SOURCE –
:::::

# My drift wood floats



## mrmosin (Sep 3, 2009)

I have 2 nice pieces of drift wood that floats. How do I get them to sink? Could there be too much solid wood? :-(


----------



## Calmwaters (Sep 2, 2009)

How long have you had them in the water? What kind of driftwood is it? Some types have to soak for a while to get water logged before it will sink. You could try weighting it down with an aguarium safe rock.


----------



## MoneyMitch (Aug 3, 2009)

sorry but i had to laugh at the name of the thread...... anyways wood by nature floats untill its waterlogged then itll sink. wood is porous and in those pores there is air. when you drop it immediately into your tank that air is still trapped so it floats. and just a little advice boil you wood for about 15 minutes to avoid any headache down the road. just throw it in a bucket put a rock on it and let it set for about a week if your not gonna boil it. Money


----------



## ChristinaRoss (Sep 4, 2009)

i had to boil my driftwood for hours to finally get it to sink and that was after soaking it and changing th water daily for 2 weeks, believe me BOIL IT itll sink much faster AND get all the tannins outso your tank wont turn brown. boil it and change the water about every hour and keep doin that until the water is clear. itll then sink and stay crystal clear in your tank with no brown tannins in your water

hope that helps


----------



## MoneyMitch (Aug 3, 2009)

ChristinaRoss said:


> i had to boil my driftwood for hours to finally get it to sink and that was after soaking it and changing th water daily for 2 weeks, believe me BOIL IT itll sink much faster AND get all the tannins outso your tank wont turn brown. boil it and change the water about every hour and keep doin that until the water is clear. itll then sink and stay crystal clear in your tank with no brown tannins in your water
> 
> hope that helps



do water changes everyu hour on his tank?!?!?!?!?!?! dude what are you talking about you should NEVER DO THAT EVER!!!!!!!! if you follow his advice of putting it in ur tank and doing water changes every hr your gunna have some stressed fish DO NOT DO IT!!!! just boil it then drop it in ur tank and presto your good to go.

:::::

ITEMS –
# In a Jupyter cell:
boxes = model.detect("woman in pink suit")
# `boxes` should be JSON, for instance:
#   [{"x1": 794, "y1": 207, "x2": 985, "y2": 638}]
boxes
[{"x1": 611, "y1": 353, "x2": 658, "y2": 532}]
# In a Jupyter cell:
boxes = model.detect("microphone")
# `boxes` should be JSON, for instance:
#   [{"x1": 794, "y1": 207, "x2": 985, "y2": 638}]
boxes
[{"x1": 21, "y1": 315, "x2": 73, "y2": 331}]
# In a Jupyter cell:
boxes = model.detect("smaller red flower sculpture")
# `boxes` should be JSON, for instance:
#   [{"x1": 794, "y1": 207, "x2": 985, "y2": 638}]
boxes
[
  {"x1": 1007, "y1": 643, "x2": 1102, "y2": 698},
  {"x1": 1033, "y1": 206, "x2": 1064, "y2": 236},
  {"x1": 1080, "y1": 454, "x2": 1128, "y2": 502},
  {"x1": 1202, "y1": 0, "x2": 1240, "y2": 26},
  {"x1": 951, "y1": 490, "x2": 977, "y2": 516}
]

:::::

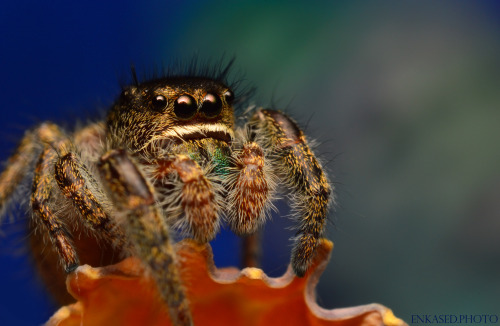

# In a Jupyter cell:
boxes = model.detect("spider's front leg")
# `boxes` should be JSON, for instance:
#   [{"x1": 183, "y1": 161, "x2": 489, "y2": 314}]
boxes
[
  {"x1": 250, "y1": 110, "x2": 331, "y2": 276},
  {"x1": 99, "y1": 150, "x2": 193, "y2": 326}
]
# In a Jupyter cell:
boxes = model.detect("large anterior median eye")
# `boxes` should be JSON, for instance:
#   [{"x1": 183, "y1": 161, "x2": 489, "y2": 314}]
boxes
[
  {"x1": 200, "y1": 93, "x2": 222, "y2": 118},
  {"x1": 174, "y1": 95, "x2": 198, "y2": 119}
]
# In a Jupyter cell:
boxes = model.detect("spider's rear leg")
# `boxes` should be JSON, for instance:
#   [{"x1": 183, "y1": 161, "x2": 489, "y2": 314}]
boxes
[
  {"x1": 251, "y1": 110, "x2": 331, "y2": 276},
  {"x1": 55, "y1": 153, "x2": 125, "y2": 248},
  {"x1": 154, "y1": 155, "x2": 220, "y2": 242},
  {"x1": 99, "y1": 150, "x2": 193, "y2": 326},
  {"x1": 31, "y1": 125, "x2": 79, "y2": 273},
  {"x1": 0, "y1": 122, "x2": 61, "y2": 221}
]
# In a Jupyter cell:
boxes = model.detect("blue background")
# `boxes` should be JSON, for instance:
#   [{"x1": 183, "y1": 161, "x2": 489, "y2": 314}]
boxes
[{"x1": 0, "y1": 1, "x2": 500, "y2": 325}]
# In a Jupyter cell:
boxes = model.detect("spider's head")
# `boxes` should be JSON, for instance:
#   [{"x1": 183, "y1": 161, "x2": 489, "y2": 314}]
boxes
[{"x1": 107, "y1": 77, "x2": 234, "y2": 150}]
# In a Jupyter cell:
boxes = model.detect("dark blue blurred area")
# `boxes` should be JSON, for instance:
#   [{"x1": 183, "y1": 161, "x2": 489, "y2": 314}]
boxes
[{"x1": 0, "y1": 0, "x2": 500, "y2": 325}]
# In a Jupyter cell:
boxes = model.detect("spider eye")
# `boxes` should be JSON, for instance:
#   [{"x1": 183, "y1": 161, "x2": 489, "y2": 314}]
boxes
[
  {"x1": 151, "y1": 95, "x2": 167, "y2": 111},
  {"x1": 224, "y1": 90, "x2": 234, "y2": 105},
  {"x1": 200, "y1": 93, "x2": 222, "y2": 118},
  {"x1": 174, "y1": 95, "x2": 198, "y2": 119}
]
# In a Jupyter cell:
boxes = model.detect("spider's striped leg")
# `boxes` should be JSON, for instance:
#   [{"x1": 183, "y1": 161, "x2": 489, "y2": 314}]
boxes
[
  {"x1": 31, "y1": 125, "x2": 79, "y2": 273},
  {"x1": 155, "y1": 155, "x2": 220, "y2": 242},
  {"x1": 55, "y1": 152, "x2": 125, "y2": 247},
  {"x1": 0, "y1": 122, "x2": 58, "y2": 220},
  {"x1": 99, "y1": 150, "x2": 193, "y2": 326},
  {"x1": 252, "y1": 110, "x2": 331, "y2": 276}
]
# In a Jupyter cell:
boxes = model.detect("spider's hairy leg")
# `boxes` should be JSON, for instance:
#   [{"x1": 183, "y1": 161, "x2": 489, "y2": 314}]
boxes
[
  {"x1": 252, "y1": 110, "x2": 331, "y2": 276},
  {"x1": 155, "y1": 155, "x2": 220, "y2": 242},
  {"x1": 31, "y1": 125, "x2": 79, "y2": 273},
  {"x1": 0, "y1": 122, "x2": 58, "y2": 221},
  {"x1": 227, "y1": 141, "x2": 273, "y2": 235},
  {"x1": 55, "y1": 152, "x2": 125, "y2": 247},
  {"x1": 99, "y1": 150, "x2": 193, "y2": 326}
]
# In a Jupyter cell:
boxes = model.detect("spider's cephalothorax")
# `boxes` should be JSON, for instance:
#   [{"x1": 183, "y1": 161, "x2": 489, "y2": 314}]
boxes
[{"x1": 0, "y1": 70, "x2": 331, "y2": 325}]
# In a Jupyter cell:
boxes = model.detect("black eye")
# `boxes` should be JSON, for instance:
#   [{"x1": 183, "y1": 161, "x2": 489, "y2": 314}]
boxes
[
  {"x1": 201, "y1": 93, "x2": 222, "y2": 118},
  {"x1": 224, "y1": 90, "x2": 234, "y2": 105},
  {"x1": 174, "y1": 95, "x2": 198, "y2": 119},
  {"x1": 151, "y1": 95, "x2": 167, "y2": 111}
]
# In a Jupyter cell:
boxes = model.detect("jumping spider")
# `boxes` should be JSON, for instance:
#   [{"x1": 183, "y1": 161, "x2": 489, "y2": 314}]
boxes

:::::

WHAT THIS EXERCISE ASKS –
1) Retype word for word the section of the driftwood thread that opens with the words containing "## mrmosin (Sep" and closes with "aguarium safe rock.".
2) Continue the forum thread about floating driftwood from the point where it stops.

ANSWERS TO THE PROBLEMS –
1)
## mrmosin (Sep 3, 2009)

I have 2 nice pieces of drift wood that floats. How do I get them to sink? Could there be too much solid wood? :-(


----------



## Calmwaters (Sep 2, 2009)

How long have you had them in the water? What kind of driftwood is it? Some types have to soak for a while to get water logged before it will sink. You could try weighting it down with an aguarium safe rock.

2)
----------



## volkspider (Aug 25, 2009)

MoneyMitch said:


> do water changes everyu hour on his tank?!?!?!?!?!?! dude what are you talking about you should NEVER DO THAT EVER!!!!!!!! if you follow his advice of putting it in ur tank and doing water changes every hr your gunna have some stressed fish DO NOT DO IT!!!! just boil it then drop it in ur tank and presto your good to go.


I think he meant changing the water the driftwood was soaking in (i.e., in some separate vessel; _not_ the water in the aquarium).


----------



## ChristinaRoss (Sep 4, 2009)

yes as i stated, boil it, and as you BOIL it keep changing the water, you can put driftwood in a tank unboiled and the tannins will leech out, but the brown water(tannins) wont hurt the fish, it just doesnt look too appealing IMO


----------



## MoneyMitch (Aug 3, 2009)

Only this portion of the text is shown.